[START Given data]

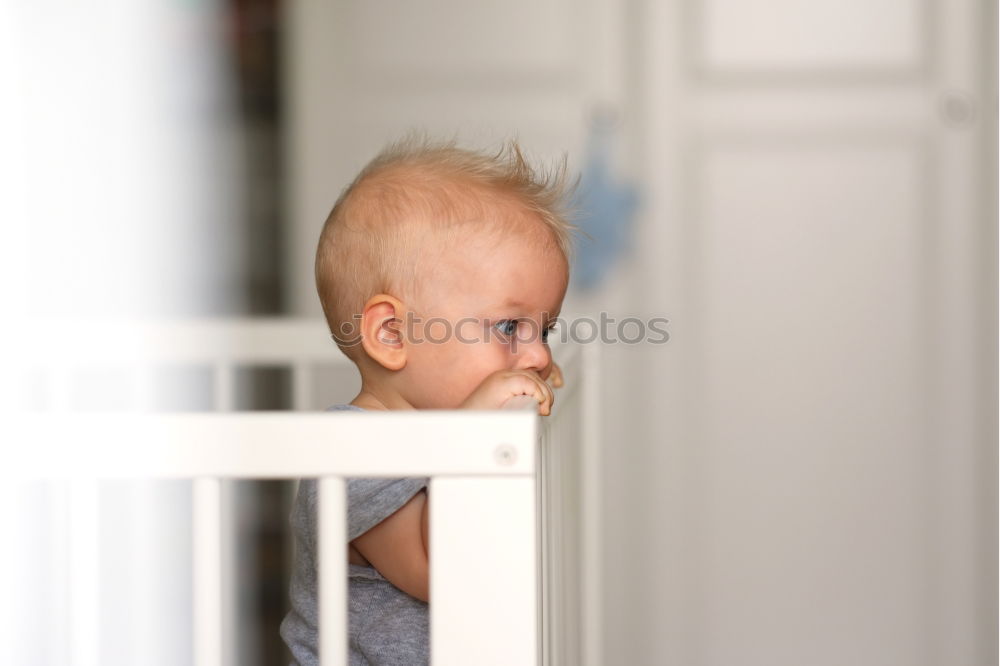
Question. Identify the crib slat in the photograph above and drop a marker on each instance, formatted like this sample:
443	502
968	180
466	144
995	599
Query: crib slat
207	567
332	520
84	573
484	571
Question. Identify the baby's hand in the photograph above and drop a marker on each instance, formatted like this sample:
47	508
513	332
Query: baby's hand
503	385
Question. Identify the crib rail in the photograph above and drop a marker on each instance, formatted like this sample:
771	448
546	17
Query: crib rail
514	523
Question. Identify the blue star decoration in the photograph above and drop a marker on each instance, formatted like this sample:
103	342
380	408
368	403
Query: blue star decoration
605	213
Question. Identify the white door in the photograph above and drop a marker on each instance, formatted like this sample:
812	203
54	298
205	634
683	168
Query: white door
821	489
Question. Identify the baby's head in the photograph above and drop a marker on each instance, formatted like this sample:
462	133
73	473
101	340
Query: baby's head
439	266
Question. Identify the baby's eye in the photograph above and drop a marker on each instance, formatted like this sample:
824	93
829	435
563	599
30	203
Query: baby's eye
507	326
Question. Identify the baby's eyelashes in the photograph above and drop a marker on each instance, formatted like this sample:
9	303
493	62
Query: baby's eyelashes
509	328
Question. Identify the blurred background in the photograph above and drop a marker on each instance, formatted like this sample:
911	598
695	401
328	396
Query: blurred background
805	473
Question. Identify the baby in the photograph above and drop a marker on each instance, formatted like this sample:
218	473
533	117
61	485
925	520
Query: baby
441	272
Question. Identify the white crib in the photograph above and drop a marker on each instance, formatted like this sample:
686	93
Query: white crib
515	533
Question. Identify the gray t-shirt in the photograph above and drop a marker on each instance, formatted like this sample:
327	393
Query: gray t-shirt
386	626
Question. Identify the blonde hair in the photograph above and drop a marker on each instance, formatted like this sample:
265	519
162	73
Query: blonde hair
371	240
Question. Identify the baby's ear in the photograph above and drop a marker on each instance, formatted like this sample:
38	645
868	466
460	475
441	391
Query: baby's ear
382	331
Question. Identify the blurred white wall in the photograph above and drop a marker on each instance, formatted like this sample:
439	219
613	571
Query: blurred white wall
805	473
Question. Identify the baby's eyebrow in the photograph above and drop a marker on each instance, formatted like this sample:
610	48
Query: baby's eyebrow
514	303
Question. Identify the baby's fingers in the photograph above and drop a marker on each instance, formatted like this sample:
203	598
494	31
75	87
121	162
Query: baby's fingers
555	377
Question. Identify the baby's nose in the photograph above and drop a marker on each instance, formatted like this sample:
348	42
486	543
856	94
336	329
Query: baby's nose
534	355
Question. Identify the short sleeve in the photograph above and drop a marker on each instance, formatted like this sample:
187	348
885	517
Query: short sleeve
370	501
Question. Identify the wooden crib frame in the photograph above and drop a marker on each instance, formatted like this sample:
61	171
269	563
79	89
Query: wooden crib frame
514	523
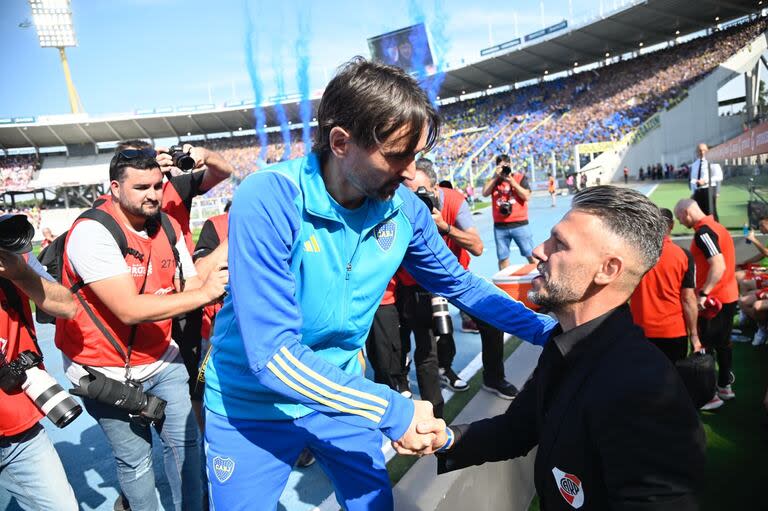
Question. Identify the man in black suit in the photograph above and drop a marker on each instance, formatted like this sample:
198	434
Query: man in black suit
613	423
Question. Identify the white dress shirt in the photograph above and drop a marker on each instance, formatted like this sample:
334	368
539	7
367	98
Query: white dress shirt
706	168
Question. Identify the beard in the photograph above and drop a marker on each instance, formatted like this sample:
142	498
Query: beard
551	294
146	209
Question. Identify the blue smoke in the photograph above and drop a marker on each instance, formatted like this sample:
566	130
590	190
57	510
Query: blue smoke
302	76
251	51
418	40
440	46
429	70
278	63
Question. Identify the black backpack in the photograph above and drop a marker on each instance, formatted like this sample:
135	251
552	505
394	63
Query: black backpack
52	256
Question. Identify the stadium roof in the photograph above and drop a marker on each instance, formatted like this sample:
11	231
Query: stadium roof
643	21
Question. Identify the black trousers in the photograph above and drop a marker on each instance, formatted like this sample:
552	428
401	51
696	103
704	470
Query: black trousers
415	307
675	348
701	196
384	348
492	341
715	334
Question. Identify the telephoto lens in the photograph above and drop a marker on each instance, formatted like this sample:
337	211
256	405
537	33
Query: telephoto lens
16	233
24	373
50	397
441	318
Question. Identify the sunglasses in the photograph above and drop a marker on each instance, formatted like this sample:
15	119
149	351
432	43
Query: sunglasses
132	154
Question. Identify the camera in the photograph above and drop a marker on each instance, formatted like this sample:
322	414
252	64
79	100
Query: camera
128	396
441	317
181	160
427	197
16	233
25	374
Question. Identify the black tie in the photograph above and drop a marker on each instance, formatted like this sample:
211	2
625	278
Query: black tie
701	165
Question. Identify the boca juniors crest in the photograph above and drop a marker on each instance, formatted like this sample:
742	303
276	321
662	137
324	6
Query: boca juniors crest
223	468
385	234
570	487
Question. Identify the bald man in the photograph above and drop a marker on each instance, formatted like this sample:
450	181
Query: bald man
715	258
705	176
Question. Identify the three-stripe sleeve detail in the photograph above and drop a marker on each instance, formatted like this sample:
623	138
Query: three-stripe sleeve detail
316	387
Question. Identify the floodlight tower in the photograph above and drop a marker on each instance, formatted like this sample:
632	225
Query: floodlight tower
53	21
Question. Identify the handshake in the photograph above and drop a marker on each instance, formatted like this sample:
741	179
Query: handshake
425	435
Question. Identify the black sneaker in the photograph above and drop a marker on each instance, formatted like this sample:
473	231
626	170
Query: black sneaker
121	504
503	389
452	380
306	458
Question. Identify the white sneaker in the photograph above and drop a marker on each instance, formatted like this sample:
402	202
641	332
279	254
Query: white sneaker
760	336
725	393
713	403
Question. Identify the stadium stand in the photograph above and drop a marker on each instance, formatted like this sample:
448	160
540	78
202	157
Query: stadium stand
17	171
602	104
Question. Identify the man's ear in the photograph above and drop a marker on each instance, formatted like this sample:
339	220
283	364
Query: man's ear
339	140
610	270
114	187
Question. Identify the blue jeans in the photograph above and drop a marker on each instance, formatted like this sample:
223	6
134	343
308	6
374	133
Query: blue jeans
520	235
30	469
132	443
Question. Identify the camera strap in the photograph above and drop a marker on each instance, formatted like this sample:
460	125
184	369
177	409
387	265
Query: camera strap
14	302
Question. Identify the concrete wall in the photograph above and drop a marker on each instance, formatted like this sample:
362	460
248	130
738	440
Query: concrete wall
491	487
694	120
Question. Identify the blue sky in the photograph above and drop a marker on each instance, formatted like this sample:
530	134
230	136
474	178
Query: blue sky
135	54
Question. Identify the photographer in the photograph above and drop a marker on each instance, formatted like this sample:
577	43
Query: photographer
510	191
454	222
203	169
118	350
25	449
189	171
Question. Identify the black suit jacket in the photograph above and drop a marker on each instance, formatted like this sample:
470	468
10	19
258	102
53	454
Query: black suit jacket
618	430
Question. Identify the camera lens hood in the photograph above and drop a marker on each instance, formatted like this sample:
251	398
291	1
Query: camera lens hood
16	233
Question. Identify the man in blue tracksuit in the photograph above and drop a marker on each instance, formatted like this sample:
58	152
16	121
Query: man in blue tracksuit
312	245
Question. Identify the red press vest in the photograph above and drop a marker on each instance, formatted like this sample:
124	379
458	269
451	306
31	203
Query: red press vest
82	341
655	303
220	224
17	412
503	191
452	201
174	206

[END Given data]

» Task statement
Please give every line of the listing above as a JSON list of strings, one string per line, with blank lines left out and the pictures omitted.

» Expected output
[
  "Question. Identify the crib slat in the photograph above and drop a marker on each instance, formatted like this sample:",
  "443\t502",
  "968\t180",
  "466\t144",
  "995\t599",
  "Query: crib slat",
  "207\t567",
  "332\t520",
  "84\t573",
  "484\t571",
  "Question. Identify the baby's hand in the photograph above and drop a marker on each instance, formatted like this sample:",
  "47\t508",
  "513\t332",
  "Query: baby's hand",
  "503\t385",
  "Question. Identify the crib rail in the photograph above and drop a marker on each instance, formatted like this sample:",
  "771\t448",
  "546\t17",
  "Query: crib rail",
  "514\t523",
  "Question. Identify the blue star decoration in the photograph above and drop a marker on each instance, formatted like this sample:",
  "103\t342",
  "380\t408",
  "368\t403",
  "Query: blue star decoration",
  "605\t213",
  "Question. Identify the white door in the photograph above and drop a marker on each instance, formatted like this sample:",
  "812\t203",
  "54\t298",
  "205\t634",
  "683\t168",
  "Query: white door",
  "821\t489",
  "Question. Identify the baby's head in the photograph above and drop a marker on each instance, formatted like this sample:",
  "462\t133",
  "73\t473",
  "101\t340",
  "Query: baby's head",
  "439\t266",
  "Question. Identify the baby's eye in the photograph above and drop a marker on each instance, formatted like this sample:",
  "824\t93",
  "829\t435",
  "563\t599",
  "30\t203",
  "Query: baby's eye",
  "507\t326",
  "Question. Identify the baby's eyelashes in the photograph above and drop a marker on each instance, formatted like this sample:",
  "9\t303",
  "493\t62",
  "Query: baby's eyelashes",
  "509\t328",
  "Question. Identify the blurred background in the photograph above and drop a marker on each instance, formatted like this sample:",
  "911\t598",
  "695\t401",
  "328\t396",
  "Query: blurred background",
  "805\t473",
  "Question. Identify the baby in the photograph above and drop a marker on each instance, formatted like this sample:",
  "218\t473",
  "533\t117",
  "61\t485",
  "925\t520",
  "Query: baby",
  "441\t272",
  "Question. Identify the white crib in the photograph above and drop a marker on each instance, formatted like this sample:",
  "686\t93",
  "Query: white crib",
  "515\t533",
  "Question. Identify the gray t-shirt in the photograph above and drop a marker on each instance, formatted like this sample:",
  "327\t393",
  "Query: gray t-shirt",
  "386\t626",
  "Question. Identify the blonde hair in the photograph above and drop a marker on each instance, formatted like this sample:",
  "265\t519",
  "162\t73",
  "Query: blonde hair",
  "371\t240",
  "Question. Identify the baby's ear in the photograph above and drop a marker on each instance, formatted like this sample:",
  "38\t645",
  "868\t466",
  "460\t475",
  "441\t391",
  "Query: baby's ear",
  "382\t331",
  "Question. Identify the blurred white wall in the photograph above and drop a marker on each instance, formatted like this sample:",
  "439\t219",
  "613\t571",
  "Query: blurred white wall",
  "805\t473",
  "Question. Identify the baby's eyebrow in the photograph above and drop a marker on each instance, formatted like this sample:",
  "610\t48",
  "Query: baby's eyebrow",
  "514\t303",
  "Question. Identify the baby's fingers in the photograph above and drop a marker on each instance, formatted like this sample:",
  "203\t598",
  "494\t31",
  "75\t87",
  "121\t162",
  "Query: baby's fingers",
  "555\t377",
  "Question. Identify the baby's nose in the photograph above and drop a marker on each instance, formatted like this sample:",
  "348\t42",
  "486\t543",
  "856\t94",
  "336\t329",
  "Query: baby's nose",
  "534\t355",
  "Question. Identify the short sleeve in the photograph above and drop a marker on each instance, formatted like this sample:",
  "187\t348",
  "885\t517",
  "Query: short sleeve",
  "370\t501",
  "Question. Identify the wooden crib frame in the photograph above and drop a marker on each instance, formatted like this sample:",
  "61\t171",
  "269\t563",
  "79\t89",
  "Query: wooden crib frame",
  "514\t523",
  "Question. Identify the man in black suit in the photograph above and drop a marker on each instance, formatted like this sample:",
  "198\t434",
  "Query: man in black suit",
  "613\t423",
  "Question. Identify the white dress shirt in the photograph above and drop a marker on each instance, formatted like this sample:",
  "334\t368",
  "539\t7",
  "367\t98",
  "Query: white dress shirt",
  "706\t168",
  "Question. Identify the beard in the photograph above and drop a marker on each instance, formatted like this sample:",
  "142\t498",
  "Query: beard",
  "551\t294",
  "146\t209",
  "Question. Identify the blue smoke in the photograph above and drop a marker on each instance, formatted like this sample:",
  "566\t130",
  "590\t190",
  "57\t510",
  "Query: blue smoke",
  "302\t76",
  "251\t51",
  "418\t40",
  "440\t46",
  "429\t70",
  "278\t63",
  "Question. Identify the black backpack in the photograph above and drop a marker on each instance, formatted like this sample:",
  "135\t251",
  "552\t505",
  "394\t63",
  "Query: black backpack",
  "52\t256",
  "Question. Identify the stadium roof in the photograph above and drop a marker on each instance, formatted like this sample:",
  "11\t231",
  "Query: stadium roof",
  "643\t21",
  "Question. Identify the black trousers in the photograph above and drop a marker on each instance, formatted like this sample:",
  "552\t428",
  "401\t51",
  "696\t103",
  "704\t470",
  "Query: black trousers",
  "415\t307",
  "675\t348",
  "701\t196",
  "384\t348",
  "492\t341",
  "715\t334",
  "Question. Identify the telephoto lens in the photograph above and drop a marker on each instance, formatted like this sample:",
  "337\t211",
  "256\t405",
  "537\t33",
  "Query: telephoto lens",
  "16\t233",
  "24\t373",
  "50\t397",
  "441\t318",
  "Question. Identify the sunglasses in the photograph above and drop a marker on each instance, formatted like this sample:",
  "15\t119",
  "149\t351",
  "432\t43",
  "Query: sunglasses",
  "132\t154",
  "Question. Identify the camera in the photograph above and drop a marker on each instance, formatted like this sample:",
  "322\t414",
  "252\t64",
  "79\t100",
  "Query: camera",
  "128\t396",
  "441\t317",
  "181\t160",
  "427\t197",
  "16\t233",
  "25\t374",
  "Question. Identify the black tie in the photograph above and drop a marker on each instance, formatted like this sample:",
  "211\t2",
  "625\t278",
  "Query: black tie",
  "701\t165",
  "Question. Identify the boca juniors crest in the photograph above and drop a marker on each instance, formatted like this sample:",
  "742\t303",
  "276\t321",
  "662\t137",
  "324\t6",
  "Query: boca juniors crest",
  "223\t468",
  "385\t234",
  "570\t487",
  "Question. Identify the bald man in the photograph above and drop a marker on each instance, formatted like this sample:",
  "450\t181",
  "Query: bald man",
  "715\t258",
  "705\t176",
  "Question. Identify the three-stripe sleeve detail in the photograph above and drop a marker on each instance, formatted like this sample:",
  "623\t138",
  "Query: three-stripe sleeve detail",
  "316\t387",
  "Question. Identify the floodlight tower in the photograph above and drop a marker on each instance, formatted like this sample:",
  "632\t225",
  "Query: floodlight tower",
  "53\t21",
  "Question. Identify the handshake in the photograph above and drop a marker on each instance, formatted like this sample:",
  "741\t179",
  "Query: handshake",
  "425\t435",
  "Question. Identify the black sneaker in the photograph above and drop a marker on each instance, formatted like this sample:",
  "473\t231",
  "626\t170",
  "Query: black sneaker",
  "121\t504",
  "503\t389",
  "452\t380",
  "306\t458",
  "Question. Identify the white sneaker in the photograph above and drop a marker on each instance, formatted like this sample:",
  "402\t202",
  "641\t332",
  "279\t254",
  "Query: white sneaker",
  "760\t336",
  "725\t393",
  "713\t403",
  "Question. Identify the stadium stand in the photograph above and drop a marker on each instance, formatted like this sample:",
  "448\t160",
  "540\t78",
  "202\t157",
  "Query: stadium stand",
  "17\t171",
  "602\t104",
  "Question. Identify the man's ear in the photograph above and drop a marker on each instance, formatted like this sample:",
  "339\t220",
  "283\t364",
  "Query: man's ear",
  "339\t140",
  "610\t270",
  "114\t187",
  "Question. Identify the blue jeans in the photograph above and drop a marker on each instance, formatted like this sample:",
  "223\t6",
  "134\t343",
  "308\t6",
  "374\t133",
  "Query: blue jeans",
  "520\t235",
  "30\t469",
  "132\t443",
  "Question. Identify the camera strap in the photograph above and drop a marker on each instance, formatted like this sample:",
  "460\t125",
  "184\t369",
  "177\t409",
  "387\t265",
  "Query: camera strap",
  "14\t302",
  "Question. Identify the concrete wall in the photograph above and drop a marker on each instance, formatted like this sample:",
  "362\t460",
  "248\t130",
  "738\t440",
  "Query: concrete wall",
  "491\t487",
  "694\t120",
  "Question. Identify the blue sky in the photograph above and drop a marker on each instance, formatted like this sample:",
  "530\t134",
  "230\t136",
  "474\t178",
  "Query: blue sky",
  "135\t54",
  "Question. Identify the photographer in the photograph above and drop a marker on each instance, formatted like this sample:",
  "577\t43",
  "Query: photographer",
  "510\t191",
  "454\t222",
  "203\t169",
  "118\t350",
  "25\t449",
  "189\t171",
  "Question. Identify the black suit jacket in the photograph above and drop a marker on each instance, formatted like this sample:",
  "470\t468",
  "10\t19",
  "258\t102",
  "53\t454",
  "Query: black suit jacket",
  "618\t430",
  "Question. Identify the camera lens hood in the photograph above and drop a marker on each instance, formatted like this sample:",
  "251\t398",
  "291\t1",
  "Query: camera lens hood",
  "16\t233",
  "Question. Identify the man in blue tracksuit in the photograph above and drop a marker on each instance, formatted like this sample:",
  "58\t152",
  "16\t121",
  "Query: man in blue tracksuit",
  "312\t245",
  "Question. Identify the red press vest in the photograph above and drop a marker on each instance, formatted like this sample:",
  "124\t379",
  "458\t269",
  "451\t306",
  "31\t203",
  "Query: red press vest",
  "82\t341",
  "655\t303",
  "220\t224",
  "17\t412",
  "503\t191",
  "452\t201",
  "174\t206"
]